● **Task prompt**: Return each line in the records below that contains the word "instance".

[Entries from a dataset]
· · ·
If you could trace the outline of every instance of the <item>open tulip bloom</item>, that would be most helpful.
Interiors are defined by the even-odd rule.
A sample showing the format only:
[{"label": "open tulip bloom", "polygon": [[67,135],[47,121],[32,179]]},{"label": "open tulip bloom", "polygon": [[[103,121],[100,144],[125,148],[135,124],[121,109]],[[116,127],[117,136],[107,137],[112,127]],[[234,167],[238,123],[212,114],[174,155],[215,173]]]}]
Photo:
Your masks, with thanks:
· · ·
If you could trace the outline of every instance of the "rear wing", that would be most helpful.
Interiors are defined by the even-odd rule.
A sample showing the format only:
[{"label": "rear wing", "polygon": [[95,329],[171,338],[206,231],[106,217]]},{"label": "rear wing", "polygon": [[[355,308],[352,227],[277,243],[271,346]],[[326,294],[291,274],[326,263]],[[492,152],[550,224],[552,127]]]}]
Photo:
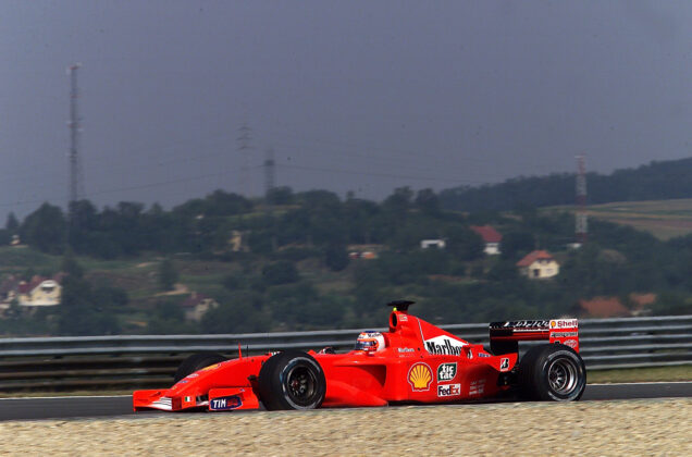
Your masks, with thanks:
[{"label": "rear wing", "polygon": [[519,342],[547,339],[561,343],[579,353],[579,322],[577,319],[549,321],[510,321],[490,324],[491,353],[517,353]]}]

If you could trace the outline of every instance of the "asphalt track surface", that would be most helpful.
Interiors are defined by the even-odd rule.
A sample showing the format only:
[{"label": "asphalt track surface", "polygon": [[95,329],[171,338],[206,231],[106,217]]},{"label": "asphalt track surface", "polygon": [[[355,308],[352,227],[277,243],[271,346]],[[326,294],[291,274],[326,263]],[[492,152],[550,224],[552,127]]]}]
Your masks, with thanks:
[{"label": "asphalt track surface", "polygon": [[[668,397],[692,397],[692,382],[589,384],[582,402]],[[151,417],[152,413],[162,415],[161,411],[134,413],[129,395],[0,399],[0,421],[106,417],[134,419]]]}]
· · ·
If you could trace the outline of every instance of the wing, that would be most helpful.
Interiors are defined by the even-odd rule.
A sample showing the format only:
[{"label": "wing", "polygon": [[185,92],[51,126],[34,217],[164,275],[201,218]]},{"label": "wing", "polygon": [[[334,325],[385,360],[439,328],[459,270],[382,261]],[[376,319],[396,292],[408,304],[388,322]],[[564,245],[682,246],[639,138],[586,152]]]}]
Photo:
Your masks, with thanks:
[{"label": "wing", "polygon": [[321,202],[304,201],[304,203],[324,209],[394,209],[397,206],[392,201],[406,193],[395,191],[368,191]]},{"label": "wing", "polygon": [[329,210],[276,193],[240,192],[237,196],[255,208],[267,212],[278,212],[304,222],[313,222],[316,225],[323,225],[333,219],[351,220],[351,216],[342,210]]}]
· · ·
● **Response to this task**:
If you could trace the outline of every instance of the <item>open tulip bloom</item>, that would be most helpful.
If you could trace the outline of every instance of the "rear wing", that would be most helpful.
If you could trace the outline of every instance of the "asphalt track surface", that would be most helpful.
If you could trace the outline of every instance of the wing, that would be most helpful.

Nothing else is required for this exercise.